§ **WORK INSTRUCTIONS**:
Please rewrite the data below as a JSON list of strings, one string per line, leaving out any blank lines.

§ **Collected data entries**:
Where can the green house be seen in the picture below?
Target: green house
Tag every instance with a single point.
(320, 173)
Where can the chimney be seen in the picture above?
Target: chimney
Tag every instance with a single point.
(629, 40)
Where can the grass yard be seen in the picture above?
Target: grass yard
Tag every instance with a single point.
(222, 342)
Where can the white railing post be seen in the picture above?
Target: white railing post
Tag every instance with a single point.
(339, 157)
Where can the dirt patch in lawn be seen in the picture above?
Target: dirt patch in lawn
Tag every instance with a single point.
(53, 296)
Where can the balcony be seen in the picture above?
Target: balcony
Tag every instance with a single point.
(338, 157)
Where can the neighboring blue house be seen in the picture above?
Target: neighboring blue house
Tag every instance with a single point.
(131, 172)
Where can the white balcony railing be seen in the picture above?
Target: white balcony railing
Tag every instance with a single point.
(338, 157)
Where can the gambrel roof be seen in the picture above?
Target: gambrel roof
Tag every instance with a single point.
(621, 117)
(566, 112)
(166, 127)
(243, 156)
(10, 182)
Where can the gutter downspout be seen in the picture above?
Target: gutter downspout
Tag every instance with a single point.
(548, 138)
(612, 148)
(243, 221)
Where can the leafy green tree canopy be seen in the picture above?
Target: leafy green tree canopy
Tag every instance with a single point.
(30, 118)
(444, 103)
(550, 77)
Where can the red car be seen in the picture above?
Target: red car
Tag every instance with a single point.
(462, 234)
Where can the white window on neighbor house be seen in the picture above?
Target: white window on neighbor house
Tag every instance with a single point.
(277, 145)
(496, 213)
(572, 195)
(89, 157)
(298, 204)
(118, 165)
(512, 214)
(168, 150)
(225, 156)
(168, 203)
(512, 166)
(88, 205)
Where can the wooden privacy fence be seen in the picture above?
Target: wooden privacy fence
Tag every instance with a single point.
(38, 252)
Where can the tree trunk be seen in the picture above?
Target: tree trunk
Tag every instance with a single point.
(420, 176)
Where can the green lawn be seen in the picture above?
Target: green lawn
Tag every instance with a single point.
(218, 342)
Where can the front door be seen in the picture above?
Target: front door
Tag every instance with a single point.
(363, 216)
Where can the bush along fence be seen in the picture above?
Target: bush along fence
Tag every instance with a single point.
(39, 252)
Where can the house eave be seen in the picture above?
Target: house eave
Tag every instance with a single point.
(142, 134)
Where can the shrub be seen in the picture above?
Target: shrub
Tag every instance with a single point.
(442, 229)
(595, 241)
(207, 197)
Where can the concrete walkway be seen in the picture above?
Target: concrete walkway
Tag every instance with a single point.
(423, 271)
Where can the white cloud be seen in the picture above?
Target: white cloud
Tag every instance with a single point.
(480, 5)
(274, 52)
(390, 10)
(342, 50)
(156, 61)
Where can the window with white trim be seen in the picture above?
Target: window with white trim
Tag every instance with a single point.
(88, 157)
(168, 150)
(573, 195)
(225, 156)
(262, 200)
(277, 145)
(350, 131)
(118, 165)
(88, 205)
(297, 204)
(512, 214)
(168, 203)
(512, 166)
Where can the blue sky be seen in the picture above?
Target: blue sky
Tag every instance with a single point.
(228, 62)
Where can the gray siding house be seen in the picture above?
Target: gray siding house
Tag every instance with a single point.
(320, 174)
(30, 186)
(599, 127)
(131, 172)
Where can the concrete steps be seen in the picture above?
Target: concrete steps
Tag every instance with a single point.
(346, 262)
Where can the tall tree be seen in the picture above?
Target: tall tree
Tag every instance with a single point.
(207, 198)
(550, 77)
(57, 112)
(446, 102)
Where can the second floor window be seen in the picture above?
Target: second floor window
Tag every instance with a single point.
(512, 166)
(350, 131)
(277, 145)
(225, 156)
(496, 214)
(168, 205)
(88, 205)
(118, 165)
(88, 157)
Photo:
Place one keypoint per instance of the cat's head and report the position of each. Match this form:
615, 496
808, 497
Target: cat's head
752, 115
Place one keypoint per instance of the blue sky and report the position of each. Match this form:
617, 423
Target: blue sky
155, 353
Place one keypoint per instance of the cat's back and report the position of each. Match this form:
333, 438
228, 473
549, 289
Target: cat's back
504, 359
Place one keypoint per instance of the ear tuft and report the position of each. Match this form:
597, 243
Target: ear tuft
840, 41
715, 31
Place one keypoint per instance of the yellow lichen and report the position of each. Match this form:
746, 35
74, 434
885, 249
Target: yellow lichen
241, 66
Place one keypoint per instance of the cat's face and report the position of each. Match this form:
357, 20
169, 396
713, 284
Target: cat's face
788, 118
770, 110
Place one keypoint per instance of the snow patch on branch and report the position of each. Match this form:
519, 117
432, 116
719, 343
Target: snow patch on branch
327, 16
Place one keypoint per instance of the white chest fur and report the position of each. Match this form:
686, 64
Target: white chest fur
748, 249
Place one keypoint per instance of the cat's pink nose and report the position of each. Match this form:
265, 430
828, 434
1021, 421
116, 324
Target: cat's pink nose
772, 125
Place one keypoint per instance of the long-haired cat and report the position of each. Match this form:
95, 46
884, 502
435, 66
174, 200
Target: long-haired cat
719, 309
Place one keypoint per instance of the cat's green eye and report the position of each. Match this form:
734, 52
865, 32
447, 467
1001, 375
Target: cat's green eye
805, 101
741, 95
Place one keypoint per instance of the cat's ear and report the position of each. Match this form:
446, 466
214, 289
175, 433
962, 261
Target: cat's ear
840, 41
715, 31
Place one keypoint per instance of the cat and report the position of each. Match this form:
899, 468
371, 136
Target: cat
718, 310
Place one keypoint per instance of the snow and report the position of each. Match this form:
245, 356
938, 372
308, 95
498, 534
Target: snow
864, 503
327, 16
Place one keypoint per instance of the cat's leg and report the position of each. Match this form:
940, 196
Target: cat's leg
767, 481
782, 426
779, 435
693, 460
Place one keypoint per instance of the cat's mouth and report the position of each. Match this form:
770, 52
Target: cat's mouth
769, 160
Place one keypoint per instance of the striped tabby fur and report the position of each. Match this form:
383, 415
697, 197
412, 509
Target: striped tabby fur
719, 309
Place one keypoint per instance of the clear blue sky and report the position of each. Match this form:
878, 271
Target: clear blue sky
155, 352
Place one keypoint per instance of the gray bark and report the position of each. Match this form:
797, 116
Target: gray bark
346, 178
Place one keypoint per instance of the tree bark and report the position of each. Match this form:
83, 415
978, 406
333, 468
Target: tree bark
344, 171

§ **EXERCISE OUTPUT**:
[
  "Where can the green house be seen in the picture below?",
  "Target: green house",
  "Tag every instance with a single point.",
  "(320, 173)",
  "Where can the chimney be seen in the picture above?",
  "Target: chimney",
  "Tag every instance with a single point.",
  "(629, 40)",
  "Where can the grass yard be seen in the picture above?",
  "Target: grass yard",
  "Tag every instance with a single point.",
  "(222, 342)",
  "Where can the white railing post be seen in the picture above?",
  "Target: white railing post",
  "Tag every instance with a single point.",
  "(339, 157)",
  "Where can the dirt patch in lawn be seen in the picture above?",
  "Target: dirt patch in lawn",
  "Tag every instance with a single point.",
  "(53, 296)",
  "Where can the balcony be seen in the picture above?",
  "Target: balcony",
  "Tag every instance with a single point.",
  "(338, 157)",
  "Where can the neighboring blue house be seen in the picture above?",
  "Target: neighboring blue house",
  "Tag every instance with a single point.",
  "(131, 172)",
  "Where can the white balcony railing be seen in the picture above?",
  "Target: white balcony railing",
  "Tag every instance with a single point.",
  "(338, 157)",
  "Where can the gambrel roof be seen in the picture above?",
  "Target: gambrel roof",
  "Tag every instance with a single point.",
  "(621, 117)",
  "(566, 112)",
  "(166, 127)",
  "(243, 156)",
  "(10, 182)",
  "Where can the gutter downspout be seen in the picture above?",
  "Target: gutter downspout",
  "Tag every instance with a single point.",
  "(548, 138)",
  "(612, 148)",
  "(243, 221)",
  "Where can the leafy green tree canopy be seen in the picture above?",
  "Target: leafy green tree canopy",
  "Tag every instance with a single point.",
  "(30, 118)",
  "(444, 103)",
  "(550, 77)",
  "Where can the red car be seen in the picture above?",
  "Target: red car",
  "Tag every instance with a single point.",
  "(462, 234)",
  "Where can the white window on neighbor house be seen in the picture above?",
  "Target: white window on neighbor house",
  "Tag every instance with a single point.",
  "(277, 145)",
  "(496, 213)",
  "(572, 195)",
  "(89, 157)",
  "(298, 204)",
  "(118, 165)",
  "(512, 214)",
  "(168, 150)",
  "(225, 156)",
  "(168, 203)",
  "(512, 166)",
  "(88, 205)",
  "Where can the wooden privacy fence be seen in the picture above?",
  "Target: wooden privacy fence",
  "Tag every instance with a single point.",
  "(38, 252)",
  "Where can the tree trunk be seen in the picture above?",
  "Target: tree trunk",
  "Tag every instance with a single point.",
  "(420, 176)",
  "Where can the green lawn be seen in the picture above?",
  "Target: green lawn",
  "Tag every instance with a single point.",
  "(218, 342)",
  "Where can the front door be seen in the picture above?",
  "Target: front door",
  "Tag every instance with a single point.",
  "(363, 216)",
  "Where can the bush along fence be seen in the picture above?",
  "Target: bush along fence",
  "Tag every instance with a single point.",
  "(39, 252)",
  "Where can the house eave be seen in the picture above?",
  "Target: house eave",
  "Tag every instance with a single point.",
  "(142, 134)",
  "Where can the shrub be seen in the picture above?",
  "Target: shrub",
  "Tag every instance with a single point.",
  "(442, 229)",
  "(595, 241)",
  "(207, 197)",
  "Where can the concrete walkway be seen in the picture above?",
  "Target: concrete walkway",
  "Tag every instance with a single point.",
  "(423, 271)",
  "Where can the white cloud be seen in the picture above?",
  "Target: white cloud",
  "Tag every instance with a single point.",
  "(480, 5)",
  "(274, 52)",
  "(390, 10)",
  "(342, 50)",
  "(156, 61)",
  "Where can the window with white trim be seen in the picture above?",
  "Target: window with white trim",
  "Tag every instance with a single point.",
  "(88, 157)",
  "(168, 150)",
  "(573, 195)",
  "(225, 156)",
  "(262, 200)",
  "(277, 145)",
  "(350, 131)",
  "(118, 165)",
  "(88, 205)",
  "(297, 204)",
  "(512, 214)",
  "(168, 203)",
  "(512, 166)",
  "Where can the blue sky be seen in the picture above?",
  "Target: blue sky",
  "Tag every instance with a single point.",
  "(228, 62)",
  "Where can the gray siding house be seen in the picture above?",
  "Target: gray siding house",
  "Tag every instance with a single point.",
  "(320, 174)",
  "(30, 186)",
  "(599, 127)",
  "(131, 172)",
  "Where can the concrete steps be seen in the picture above?",
  "Target: concrete steps",
  "Tag every instance with a single point.",
  "(346, 262)",
  "Where can the tall tree be seen in the picture above?",
  "Target: tall tree",
  "Tag every instance with a single point.",
  "(207, 198)",
  "(550, 77)",
  "(57, 112)",
  "(446, 102)",
  "Where can the second floor window be seen in the picture above?",
  "Target: second floor window",
  "Tag every instance with a single point.",
  "(512, 166)",
  "(350, 131)",
  "(277, 145)",
  "(225, 156)",
  "(496, 214)",
  "(168, 205)",
  "(88, 205)",
  "(118, 165)",
  "(88, 157)",
  "Photo:",
  "Place one keypoint per instance of the cat's head and report the position of each. Match this form:",
  "615, 496",
  "808, 497",
  "Target: cat's head",
  "752, 115",
  "Place one keypoint per instance of the blue sky and report the position of each. Match this form:",
  "617, 423",
  "Target: blue sky",
  "155, 353",
  "Place one keypoint per instance of the cat's back and report the position of each. Match this form:",
  "333, 438",
  "228, 473",
  "549, 289",
  "Target: cat's back",
  "504, 359",
  "Place one keypoint per instance of the ear tuft and report the position of each. Match this form:",
  "597, 243",
  "Target: ear tuft",
  "840, 41",
  "715, 31",
  "Place one keypoint per instance of the yellow lichen and report the position of each. Match this form:",
  "746, 35",
  "74, 434",
  "885, 249",
  "Target: yellow lichen",
  "241, 66",
  "Place one keypoint per instance of the cat's face and report the position of each. Match this form:",
  "357, 20",
  "169, 396",
  "713, 284",
  "Target: cat's face",
  "788, 118",
  "770, 110",
  "Place one keypoint per instance of the snow patch on branch and report the position of each. Match this form:",
  "519, 117",
  "432, 116",
  "719, 343",
  "Target: snow patch on branch",
  "327, 16",
  "Place one keypoint per instance of the white chest fur and report the position of each. Match this form:",
  "686, 64",
  "Target: white chest fur",
  "748, 249",
  "Place one keypoint per instance of the cat's pink nose and report the position of each. Match this form:",
  "265, 430",
  "828, 434",
  "1021, 421",
  "116, 324",
  "Target: cat's pink nose",
  "772, 125",
  "Place one keypoint per instance of the long-haired cat and report the position of each. Match this form:",
  "95, 46",
  "884, 502",
  "435, 66",
  "174, 200",
  "Target: long-haired cat",
  "719, 309",
  "Place one keypoint per instance of the cat's green eye and report the position of each. Match this form:",
  "734, 52",
  "865, 32",
  "447, 467",
  "1001, 375",
  "Target: cat's green eye",
  "805, 101",
  "741, 95",
  "Place one keypoint per instance of the cat's ear and report the position of each. Match this form:",
  "446, 466",
  "214, 289",
  "175, 433",
  "962, 261",
  "Target: cat's ear",
  "840, 41",
  "715, 31",
  "Place one keypoint per instance of the cat and report the position of each. Match this form:",
  "899, 468",
  "371, 136",
  "Target: cat",
  "718, 310",
  "Place one keypoint per instance of the snow and report the position of each. Match this form:",
  "245, 356",
  "938, 372",
  "308, 95",
  "498, 534",
  "Target: snow",
  "864, 503",
  "327, 16",
  "Place one keypoint per instance of the cat's leg and report the position of each. Match this form:",
  "940, 196",
  "Target: cat's leg",
  "767, 481",
  "782, 426",
  "779, 435",
  "693, 460",
  "Place one keypoint per instance of the cat's mouth and report the position of each. Match this form:",
  "770, 52",
  "Target: cat's mouth",
  "769, 160",
  "Place one keypoint per instance of the striped tabby fur and report the position of each. Match this form:",
  "383, 415",
  "697, 197",
  "412, 509",
  "Target: striped tabby fur",
  "719, 309",
  "Place one keypoint per instance of the clear blue sky and report the position of each. Match this form:",
  "878, 271",
  "Target: clear blue sky",
  "155, 352",
  "Place one keypoint per instance of the gray bark and report the position of each. Match this form:",
  "797, 116",
  "Target: gray bark",
  "346, 178",
  "Place one keypoint per instance of the tree bark and report the position of each. Match this form:",
  "83, 415",
  "978, 406",
  "333, 468",
  "Target: tree bark",
  "344, 171"
]